- [Available data]:
----
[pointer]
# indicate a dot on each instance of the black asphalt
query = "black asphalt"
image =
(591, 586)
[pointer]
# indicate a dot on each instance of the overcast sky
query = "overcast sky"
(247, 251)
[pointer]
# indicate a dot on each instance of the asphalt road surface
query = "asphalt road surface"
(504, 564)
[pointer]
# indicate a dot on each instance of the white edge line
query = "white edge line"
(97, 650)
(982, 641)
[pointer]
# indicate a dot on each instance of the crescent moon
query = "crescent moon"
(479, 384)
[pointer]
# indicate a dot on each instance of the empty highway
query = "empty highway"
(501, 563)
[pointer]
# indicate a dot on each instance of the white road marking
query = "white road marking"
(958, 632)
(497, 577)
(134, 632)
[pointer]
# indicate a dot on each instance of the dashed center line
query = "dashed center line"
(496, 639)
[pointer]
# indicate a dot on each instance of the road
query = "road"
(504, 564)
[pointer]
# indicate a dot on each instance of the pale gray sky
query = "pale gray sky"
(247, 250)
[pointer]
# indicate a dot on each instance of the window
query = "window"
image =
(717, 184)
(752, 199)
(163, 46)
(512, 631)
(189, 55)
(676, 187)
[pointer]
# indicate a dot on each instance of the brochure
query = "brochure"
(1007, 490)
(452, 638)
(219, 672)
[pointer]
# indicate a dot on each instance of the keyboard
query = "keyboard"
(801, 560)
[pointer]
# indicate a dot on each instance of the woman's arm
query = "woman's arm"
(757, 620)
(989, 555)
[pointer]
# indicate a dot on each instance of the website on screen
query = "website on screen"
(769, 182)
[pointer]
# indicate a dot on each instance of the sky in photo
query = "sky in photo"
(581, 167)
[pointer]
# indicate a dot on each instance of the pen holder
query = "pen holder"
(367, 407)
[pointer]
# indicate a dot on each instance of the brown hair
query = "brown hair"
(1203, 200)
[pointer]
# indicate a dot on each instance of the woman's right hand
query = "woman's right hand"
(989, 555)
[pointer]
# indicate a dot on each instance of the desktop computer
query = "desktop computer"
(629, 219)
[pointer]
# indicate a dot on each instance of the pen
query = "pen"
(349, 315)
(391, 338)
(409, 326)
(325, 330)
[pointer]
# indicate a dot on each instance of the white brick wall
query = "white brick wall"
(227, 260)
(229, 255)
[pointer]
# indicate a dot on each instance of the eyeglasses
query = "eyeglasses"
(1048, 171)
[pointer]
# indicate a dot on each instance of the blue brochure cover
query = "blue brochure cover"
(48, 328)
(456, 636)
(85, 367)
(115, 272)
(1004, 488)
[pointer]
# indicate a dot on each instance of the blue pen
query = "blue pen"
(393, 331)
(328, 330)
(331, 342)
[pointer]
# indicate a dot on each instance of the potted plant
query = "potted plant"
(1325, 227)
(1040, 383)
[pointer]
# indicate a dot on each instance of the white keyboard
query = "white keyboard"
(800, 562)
----
- [Try it]:
Give back exactly the lines from the one containing "# indicate a dot on each instance of the white keyboard" to the end of the material, both ends included.

- [Final answer]:
# indicate a dot on each instance of the white keyboard
query = "white keyboard"
(800, 562)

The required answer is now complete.